◆ **Data provided**:
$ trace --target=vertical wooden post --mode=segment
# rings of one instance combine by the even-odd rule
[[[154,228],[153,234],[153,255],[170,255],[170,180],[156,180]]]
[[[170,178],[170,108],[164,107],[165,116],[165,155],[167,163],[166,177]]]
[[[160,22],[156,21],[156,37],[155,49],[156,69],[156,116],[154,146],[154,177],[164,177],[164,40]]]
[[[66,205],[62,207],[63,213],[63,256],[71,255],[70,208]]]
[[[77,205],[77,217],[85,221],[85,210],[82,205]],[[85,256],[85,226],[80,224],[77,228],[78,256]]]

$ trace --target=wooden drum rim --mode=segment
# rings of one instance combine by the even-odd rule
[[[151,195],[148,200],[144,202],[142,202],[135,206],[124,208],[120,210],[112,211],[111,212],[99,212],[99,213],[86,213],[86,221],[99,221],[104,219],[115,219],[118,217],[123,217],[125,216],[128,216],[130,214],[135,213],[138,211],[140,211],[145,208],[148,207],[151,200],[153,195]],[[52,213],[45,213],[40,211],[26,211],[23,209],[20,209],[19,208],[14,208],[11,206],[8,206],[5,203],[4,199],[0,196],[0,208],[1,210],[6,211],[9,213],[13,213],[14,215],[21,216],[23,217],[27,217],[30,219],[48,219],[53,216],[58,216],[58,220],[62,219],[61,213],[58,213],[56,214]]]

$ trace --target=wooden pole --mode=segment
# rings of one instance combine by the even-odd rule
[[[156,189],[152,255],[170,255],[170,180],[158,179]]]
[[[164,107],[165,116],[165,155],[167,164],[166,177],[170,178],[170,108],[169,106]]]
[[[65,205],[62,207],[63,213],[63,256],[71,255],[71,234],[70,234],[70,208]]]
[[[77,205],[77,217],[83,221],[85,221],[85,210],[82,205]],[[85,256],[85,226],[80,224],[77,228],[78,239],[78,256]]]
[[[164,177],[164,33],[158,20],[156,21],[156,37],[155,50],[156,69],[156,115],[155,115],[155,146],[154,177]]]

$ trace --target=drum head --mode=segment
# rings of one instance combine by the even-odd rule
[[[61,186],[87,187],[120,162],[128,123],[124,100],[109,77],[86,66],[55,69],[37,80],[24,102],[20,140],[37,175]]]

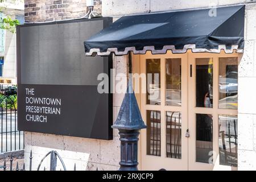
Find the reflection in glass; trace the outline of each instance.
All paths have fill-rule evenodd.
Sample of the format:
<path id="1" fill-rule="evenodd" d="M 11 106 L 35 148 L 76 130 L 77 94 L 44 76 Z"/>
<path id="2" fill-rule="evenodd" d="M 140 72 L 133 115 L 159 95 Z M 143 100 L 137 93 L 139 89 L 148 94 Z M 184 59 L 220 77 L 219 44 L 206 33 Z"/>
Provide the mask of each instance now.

◆ **Exercise**: Please copy all of the material above, swapping "drum head" for "drumhead" and keeping everything else the same. Leave the pictures out.

◆ **Final result**:
$ trace --target=vertical wooden post --mode=segment
# rings of one instance combine by the even-odd rule
[[[154,228],[153,234],[153,255],[170,255],[170,180],[156,180]]]
[[[170,178],[170,108],[164,107],[165,116],[165,155],[167,163],[166,177]]]
[[[160,22],[156,21],[156,37],[155,49],[156,69],[156,116],[154,146],[154,177],[164,177],[164,40]]]
[[[66,205],[62,207],[63,213],[63,256],[71,255],[70,208]]]
[[[77,205],[77,217],[85,221],[85,210],[82,205]],[[85,256],[85,226],[80,224],[77,228],[78,256]]]

$ trace --target=wooden drum rim --mode=segment
# rings of one instance combine by the even-odd rule
[[[151,195],[148,200],[144,202],[142,202],[135,206],[124,208],[120,210],[112,211],[111,212],[99,212],[99,213],[86,213],[86,221],[99,221],[104,219],[115,219],[118,217],[123,217],[125,216],[128,216],[130,214],[135,213],[138,211],[140,211],[145,208],[148,207],[151,200],[153,195]],[[52,213],[45,213],[40,211],[26,211],[23,209],[20,209],[19,208],[14,208],[11,206],[8,206],[5,203],[4,199],[0,196],[0,208],[1,210],[6,211],[9,213],[13,213],[14,215],[21,216],[23,217],[27,217],[30,219],[48,219],[53,216],[58,216],[58,220],[62,219],[61,213],[58,213],[56,214]]]

$ trace --target=wooden pole --mode=segment
# rings of one instance combine by the even-odd rule
[[[156,189],[152,255],[170,255],[170,180],[158,179]]]
[[[164,107],[165,116],[165,155],[167,164],[166,177],[170,178],[170,108],[169,106]]]
[[[65,205],[62,207],[63,213],[63,256],[71,255],[71,234],[70,234],[70,208]]]
[[[77,205],[77,217],[83,221],[85,221],[85,210],[82,205]],[[85,256],[85,226],[80,224],[77,228],[78,239],[78,256]]]
[[[164,177],[164,33],[158,20],[156,21],[156,37],[155,50],[156,69],[156,115],[155,115],[155,146],[154,177]]]

$ trace --target=drumhead --mode=segment
# rings of one instance combine by the even-odd rule
[[[61,186],[87,187],[120,162],[128,123],[124,100],[109,77],[86,66],[55,69],[37,80],[24,102],[20,140],[37,175]]]

Find the reflection in glass; trace the outline of each instance.
All paths have fill-rule evenodd.
Sample of the format:
<path id="1" fill-rule="evenodd" d="M 11 106 L 35 148 L 76 130 L 77 94 L 44 76 Z"/>
<path id="2" fill-rule="evenodd" d="M 140 72 L 133 115 L 159 95 Z M 143 100 L 137 93 L 139 89 L 148 94 Z M 184 59 L 220 77 L 219 44 L 206 33 Z"/>
Provide the mask of each instance now.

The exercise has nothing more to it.